WHAT YOU HAVE TO DO:
Please list all lines of the material below in which the string "Presence" occurs.
(EXERCISE MATERIALS)
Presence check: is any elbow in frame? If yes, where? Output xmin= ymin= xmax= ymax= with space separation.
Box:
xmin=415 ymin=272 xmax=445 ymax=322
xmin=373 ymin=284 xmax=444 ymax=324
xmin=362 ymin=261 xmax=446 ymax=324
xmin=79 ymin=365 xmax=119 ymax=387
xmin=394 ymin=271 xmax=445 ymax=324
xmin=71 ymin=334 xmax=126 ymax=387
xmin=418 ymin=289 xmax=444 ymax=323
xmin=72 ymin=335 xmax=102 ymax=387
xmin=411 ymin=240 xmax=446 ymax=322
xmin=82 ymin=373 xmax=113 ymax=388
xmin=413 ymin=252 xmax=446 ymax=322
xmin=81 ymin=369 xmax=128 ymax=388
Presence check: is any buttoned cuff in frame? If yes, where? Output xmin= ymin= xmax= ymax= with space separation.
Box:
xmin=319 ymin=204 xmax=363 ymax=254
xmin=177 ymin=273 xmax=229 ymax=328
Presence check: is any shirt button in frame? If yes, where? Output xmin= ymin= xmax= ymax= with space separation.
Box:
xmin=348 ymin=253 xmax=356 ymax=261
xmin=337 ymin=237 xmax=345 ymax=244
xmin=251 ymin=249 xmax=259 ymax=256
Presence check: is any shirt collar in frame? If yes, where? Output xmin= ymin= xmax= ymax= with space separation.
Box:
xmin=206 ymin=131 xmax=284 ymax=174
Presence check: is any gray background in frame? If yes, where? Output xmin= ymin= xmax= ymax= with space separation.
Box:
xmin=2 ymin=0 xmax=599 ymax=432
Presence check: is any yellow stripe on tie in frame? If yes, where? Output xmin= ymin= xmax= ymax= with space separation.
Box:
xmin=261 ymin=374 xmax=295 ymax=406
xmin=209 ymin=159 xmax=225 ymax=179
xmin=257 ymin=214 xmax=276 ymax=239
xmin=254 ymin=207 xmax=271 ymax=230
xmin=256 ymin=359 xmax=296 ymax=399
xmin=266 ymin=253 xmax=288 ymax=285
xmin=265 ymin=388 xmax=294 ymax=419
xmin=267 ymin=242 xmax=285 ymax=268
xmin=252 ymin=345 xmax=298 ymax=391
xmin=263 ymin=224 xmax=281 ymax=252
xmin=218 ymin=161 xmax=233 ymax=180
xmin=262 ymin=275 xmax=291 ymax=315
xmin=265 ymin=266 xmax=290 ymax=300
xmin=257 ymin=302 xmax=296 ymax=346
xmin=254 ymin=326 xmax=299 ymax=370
(End EXERCISE MATERIALS)
ANSWER BOX:
Presence check: is any elbow in frame? If yes, where? Output xmin= ymin= xmax= ymax= with space separation.
Presence check: is any buttoned cuff in frame? If yes, where? Output xmin= ymin= xmax= ymax= with space separation.
Presence check: is any shirt button in frame? If yes, where? Output xmin= ymin= xmax= ymax= with space separation.
Presence check: is any shirt collar in frame? If yes, where? Output xmin= ymin= xmax= ymax= with space separation.
Presence check: is any gray background in frame? If yes, where? Output xmin= ymin= xmax= ymax= with space separation.
Presence check: is any yellow stripe on tie in frame? If yes, where? Output xmin= ymin= xmax= ymax= with space separation.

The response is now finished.